### Page
Courts Martial

Decision Information

Summary:

Date of commencement of the trial: 16 June 2011

Location: 6080 Young Street, 5th floor, courtroom, Halifax, NS

Charges
•Charges 1, 4, 6, 8: S. 90 NDA, absented himself without leave.
•Charge 2: S. 83 NDA, disobeyed a lawful command of a superior officer.
•Charge 3: S. 101.1 NDA, failed to comply with a condition imposed under Division 3.
•Charges 5, 7: S. 101.1 NDA, failed to comply with a condition of an undertaking given under Division 3.

Results
•FINDINGS: Charges 1, 3, 4, 5, 6, 7, 8: Guilty. Charge 2: Withdrawn
•SENTENCE: Detention for a period of 23 days and a fine in the amount of $2000.

Decision Content

COURT MARTIAL

 

Citation:  R v Coombs, 2011 CM 3006

 

Date:  20110616

Docket:  201128

 

Standing Court Martial

 

Canadian Forces Base Halifax

Halifax, Nova Scotia, Canada

 

Between: 

 

Her Majesty the Queen

 

- and -

 

Ordinary Seaman K. C. Coombs, Offender

 

 

Before:  Lieutenant-Colonel L.-V. d'Auteuil, M.J.

 


 

REASONS FOR SENTENCE

 

(Orally)

 

[1]               Ordinary Seaman Coombs, having accepted and recorded a plea of guilty in respect of the first and third to eighth charge on the charge sheet, the court now finds you guilty of these charges.  The second charge having been withdrawn by the prosecutor, then the court is left with no other charges to deal with.

 

[2]               It is now my duty as the military judge who is presiding at this Standing Court Martial to determine the sentence.

 

[3]               The military justice system constitutes the ultimate mean to enforce discipline in the Canadian Forces which is a fundamental element of the military activity.  The purpose of this system is to prevent misconduct or in a more positive way, see the promotion of good conduct.  It is through discipline that an Armed Force ensures that its members will accomplish in a trusting reliable manner successful missions.  It also ensures that public order is maintained and that those who are subject to the Code of Service Discipline are punished in the same way as any other person living in Canada.

 

[4]               It has been long recognized that the purpose of a separate system of military justice or tribunal is to allow the Armed Forces to deal with matters that pertain to the respect of the Code of Service Discipline and the maintenance of efficiency and the morale among the Canadian Forces[1].  That being said, the punishment imposed by any tribunal, military or civilian, should constitute the minimum necessary intervention that is adequate in the particular circumstances.

Records excerpted from a collection:
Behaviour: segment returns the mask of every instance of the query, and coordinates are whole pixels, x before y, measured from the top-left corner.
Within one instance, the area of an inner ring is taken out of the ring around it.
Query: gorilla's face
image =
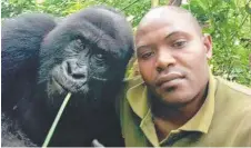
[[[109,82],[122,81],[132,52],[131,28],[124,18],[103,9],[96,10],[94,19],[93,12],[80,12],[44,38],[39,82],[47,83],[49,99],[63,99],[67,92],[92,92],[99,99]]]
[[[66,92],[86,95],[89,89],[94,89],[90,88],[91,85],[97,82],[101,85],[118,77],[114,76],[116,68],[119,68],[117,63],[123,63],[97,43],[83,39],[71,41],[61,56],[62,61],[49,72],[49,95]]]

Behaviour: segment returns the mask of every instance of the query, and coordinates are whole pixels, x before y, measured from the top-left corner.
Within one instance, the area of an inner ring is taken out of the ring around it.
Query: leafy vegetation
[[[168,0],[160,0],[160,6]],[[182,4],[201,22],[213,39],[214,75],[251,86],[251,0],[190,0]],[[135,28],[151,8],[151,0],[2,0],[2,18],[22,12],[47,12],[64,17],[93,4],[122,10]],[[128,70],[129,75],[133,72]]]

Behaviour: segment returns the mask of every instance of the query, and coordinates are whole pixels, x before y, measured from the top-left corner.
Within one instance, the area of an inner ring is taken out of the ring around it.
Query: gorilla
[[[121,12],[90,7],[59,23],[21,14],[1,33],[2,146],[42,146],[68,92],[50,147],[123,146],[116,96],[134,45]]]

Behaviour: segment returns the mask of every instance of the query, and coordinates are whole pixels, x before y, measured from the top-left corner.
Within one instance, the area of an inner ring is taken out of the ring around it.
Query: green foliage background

### Complete the following
1. In the court martial decision, what sentence was imposed on Ordinary Seaman Coombs?
2. Write a continuation of the court martial decision, starting right after its last sentence.

### Response list
1. Detention for a period of 23 days and a fine in the amount of $2000.

2.
 

[5]               Here, in this case, the prosecutor and the offender's defence counsel made a joint submission on sentence to be imposed by the court.  They recommended that this court sentence you to detention for a period of 35 days and a fine to the amount of $2,000 in order to meet the justice requirements.  Although this court is not bound by this joint recommendation, it is generally accepted that the sentencing judge should depart from the joint submission only when there are cogent reasons for doing so.  Cogent reasons mean where the sentence is unfit, unreasonable, would bring the administration of justice into disrepute, or be contrary to the public interest.

 

[6]               Imposing a sentence is the most difficult task for a judge. As the Supreme Court of Canada recognized in Généreux[2], in order "to maintain the Armed Forces in a state of readiness, the military must be in a position to enforce internal discipline effectively and efficiently."[3]  It emphasized that, in the particular context of military justice, "breaches of military discipline must be dealt with speedily and, frequently, punished more severely than would be the case if a civilian engaged in such conduct."[4]  However, the law does not allow a military court to impose a sentence that would be beyond what is required in the circumstances of a case.  In other words, any sentence imposed by a court must be adapted to the individual offender and constitute the minimum necessary intervention, since moderation is the bedrock principle of the modern theory of sentencing in Canada.

 

[7]               The fundamental purpose of sentencing in a court martial is to ensure respect for the law and maintenance of discipline by imposing sanctions that have one or more of the following objectives:

 

a.                   to protect the public, which includes the Canadian Forces;

 

b.                  to denounce unlawful conduct;

 

c.                   to deter the offender and other persons from committing the same offences;

 

d.                  to separate offenders from society, where necessary; and

 

e.                   to rehabilitate and reform offenders.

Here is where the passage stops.